◆ **Task requirements**:
1. According to the text on semiochemicals as shark repellents, in what year did Eric M. Stroud and Michael Herrmann begin qualitative analysis on semiochemical extractions?
2. Write a continuation of the text on semiochemicals as shark repellents, starting after its last sentence.

◆ **Page extract**:

= = = =

Semiochemicals are chemical messengers or "clues" sharks may use to orient, survive and reproduce in their specific
environments. Certain semiochemical extractions have the ability to trigger a flight reaction in sharks, but these trace chemicals present unique difficulties for isolation and detection. The possible use of
semiochemicals as shark repellents was proposed by Baldridge (1990) and by Rasmussen and Schmidt (1992). In 2001, investigation of these possibilities led Eric M. Stroud and Michael Herrmann to begin qualitative
analysis on semiochemical extractions using captive juvenile sharks. A variety of analytical instruments and techniques were employed to isolate possible candidates. The most promising semiochemical candidates were
scaled up, and during 2003, with the help of Dr. Samuel Gruber, Grant Johnson, and the Bimini Biological Field Station, the team was able to document a number of successful field tests on wild feeding sharks. The
results of these field tests were presented at the 2004 Joint Meeting
of Ichthyologists and Herpetologists 26 - 31 May, 2004, in Norman, OK
The detection of semiochemicals is
hypothesized to be via olfactory pathways. Recent (2007) electro-olfactogram studies conducted by a major US university support that semiochemical extracts (diluted to10-4L) are detected by
N. brevirostris. Dosages of 100uL (100x10-6L) directed towards the nares have been shown to terminate tonic immobility in juvenile N. brevirostris. Competitively feeding populations of C. perezi and C. acronotus
respond to surrounding cloud dosages of 350-700mL of semiochemical extract by halting feeding activities and leaving visual range. This reaction draws some similarity to a schreckreaction (von Frich 1938).

= = = =

(Point localization data)
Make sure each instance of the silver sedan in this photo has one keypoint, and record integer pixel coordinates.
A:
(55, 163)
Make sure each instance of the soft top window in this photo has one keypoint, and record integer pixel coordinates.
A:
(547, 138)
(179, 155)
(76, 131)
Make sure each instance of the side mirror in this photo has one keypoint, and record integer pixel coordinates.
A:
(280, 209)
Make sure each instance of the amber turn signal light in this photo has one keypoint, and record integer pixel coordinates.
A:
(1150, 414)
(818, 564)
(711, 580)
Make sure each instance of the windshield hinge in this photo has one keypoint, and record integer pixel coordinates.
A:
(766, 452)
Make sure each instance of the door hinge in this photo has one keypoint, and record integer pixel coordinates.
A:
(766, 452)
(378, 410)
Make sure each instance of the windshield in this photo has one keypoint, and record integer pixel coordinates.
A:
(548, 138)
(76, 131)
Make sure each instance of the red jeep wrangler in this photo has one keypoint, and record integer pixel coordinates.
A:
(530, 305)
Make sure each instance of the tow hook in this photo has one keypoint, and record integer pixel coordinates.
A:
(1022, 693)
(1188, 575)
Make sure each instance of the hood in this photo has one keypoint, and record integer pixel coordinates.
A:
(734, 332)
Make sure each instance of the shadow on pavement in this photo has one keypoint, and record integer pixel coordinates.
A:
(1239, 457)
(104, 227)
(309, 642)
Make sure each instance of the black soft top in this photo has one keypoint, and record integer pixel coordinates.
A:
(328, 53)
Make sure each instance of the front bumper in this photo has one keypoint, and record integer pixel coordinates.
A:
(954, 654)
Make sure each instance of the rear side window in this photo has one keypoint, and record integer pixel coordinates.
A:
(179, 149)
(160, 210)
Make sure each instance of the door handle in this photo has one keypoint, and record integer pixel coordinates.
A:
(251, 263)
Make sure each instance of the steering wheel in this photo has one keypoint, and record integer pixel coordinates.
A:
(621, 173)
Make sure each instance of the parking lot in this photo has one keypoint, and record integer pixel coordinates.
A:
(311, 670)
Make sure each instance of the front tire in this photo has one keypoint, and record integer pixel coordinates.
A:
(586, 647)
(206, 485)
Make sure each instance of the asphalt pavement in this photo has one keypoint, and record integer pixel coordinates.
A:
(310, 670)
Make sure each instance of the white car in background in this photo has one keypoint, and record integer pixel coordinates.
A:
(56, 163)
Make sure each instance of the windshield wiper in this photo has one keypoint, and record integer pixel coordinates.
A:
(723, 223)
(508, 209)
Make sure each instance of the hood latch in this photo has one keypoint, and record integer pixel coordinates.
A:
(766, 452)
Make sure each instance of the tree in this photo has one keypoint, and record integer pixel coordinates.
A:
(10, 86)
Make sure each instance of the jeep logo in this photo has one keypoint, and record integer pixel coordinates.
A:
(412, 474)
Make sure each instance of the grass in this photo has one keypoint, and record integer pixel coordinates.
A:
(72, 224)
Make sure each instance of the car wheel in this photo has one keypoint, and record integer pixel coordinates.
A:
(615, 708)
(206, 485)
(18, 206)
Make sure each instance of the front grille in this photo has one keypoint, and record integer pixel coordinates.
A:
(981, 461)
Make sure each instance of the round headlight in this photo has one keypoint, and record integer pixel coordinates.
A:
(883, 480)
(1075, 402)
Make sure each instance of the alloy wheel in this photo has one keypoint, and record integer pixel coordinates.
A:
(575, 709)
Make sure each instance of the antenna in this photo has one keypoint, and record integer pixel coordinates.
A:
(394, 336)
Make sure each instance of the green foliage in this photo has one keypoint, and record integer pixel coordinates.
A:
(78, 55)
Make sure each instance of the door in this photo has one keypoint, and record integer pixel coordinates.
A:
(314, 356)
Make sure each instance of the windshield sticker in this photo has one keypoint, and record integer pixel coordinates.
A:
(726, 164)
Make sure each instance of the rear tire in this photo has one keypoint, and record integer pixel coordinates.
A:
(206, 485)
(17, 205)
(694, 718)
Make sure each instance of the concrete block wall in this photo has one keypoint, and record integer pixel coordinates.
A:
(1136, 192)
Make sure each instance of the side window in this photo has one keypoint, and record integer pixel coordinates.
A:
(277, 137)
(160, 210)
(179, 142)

= = = =

◆ **Answers to this exercise**:
1. 2001

2.
Semiochemical extractions are selective to elasmobranchs. In teleosts studied to date including T. albacares, no flight reactions were observed when fish are directly exposed to the extract. In
some instances, teleosts are observed feeding inside of the cloud of extract.
While the original semochemical extractions were made from decayed shark tissue, present work is focused on green synthesis
pathways. Our time-release longline gel has been synthesized to contain one compound which is believed to act upon the shark's olfactory system.